### [WORK TO BE COMPLETED]
In the records, copy out the stretch from the line containing "TASK: Mark every sun reflection" through the line containing "0;77;608;207", swapping "orange sky" for "amber sky" and leaving everything else unchanged.

### [Records]
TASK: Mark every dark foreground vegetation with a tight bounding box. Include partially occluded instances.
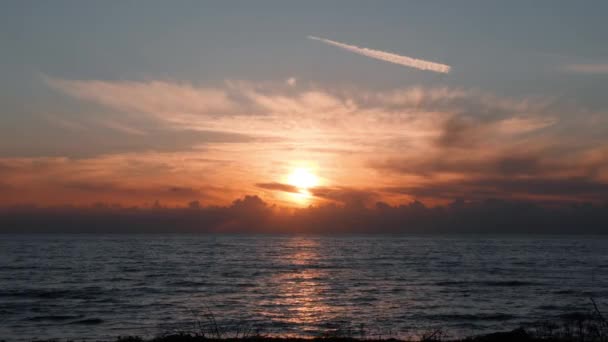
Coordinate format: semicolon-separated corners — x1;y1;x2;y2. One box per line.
23;300;608;342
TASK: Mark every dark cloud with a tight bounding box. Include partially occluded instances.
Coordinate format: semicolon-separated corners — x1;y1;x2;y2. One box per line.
382;177;608;203
0;196;608;234
310;187;378;207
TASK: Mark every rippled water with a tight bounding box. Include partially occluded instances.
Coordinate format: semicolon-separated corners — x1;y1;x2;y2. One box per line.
0;235;608;340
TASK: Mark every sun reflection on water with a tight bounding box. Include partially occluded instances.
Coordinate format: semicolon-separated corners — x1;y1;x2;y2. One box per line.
255;237;337;330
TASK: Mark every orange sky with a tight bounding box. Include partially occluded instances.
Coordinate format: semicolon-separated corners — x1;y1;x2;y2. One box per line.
0;77;608;207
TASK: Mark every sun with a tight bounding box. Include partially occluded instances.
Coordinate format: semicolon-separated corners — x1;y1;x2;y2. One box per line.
287;168;319;192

### [RESULT FOR THIS EXERCISE]
TASK: Mark every sun reflection on water with a tight bounding box. Include partially occluded instances.
Coordinate format: semicolon-separated corners — x1;y1;x2;y2. One box per line.
255;237;337;330
TASK: Mark every amber sky with a tight bounding box. Include partially occluded instances.
Coordinate format: semicolon-separated corners — x1;y1;x2;y2. One box per line.
0;77;608;207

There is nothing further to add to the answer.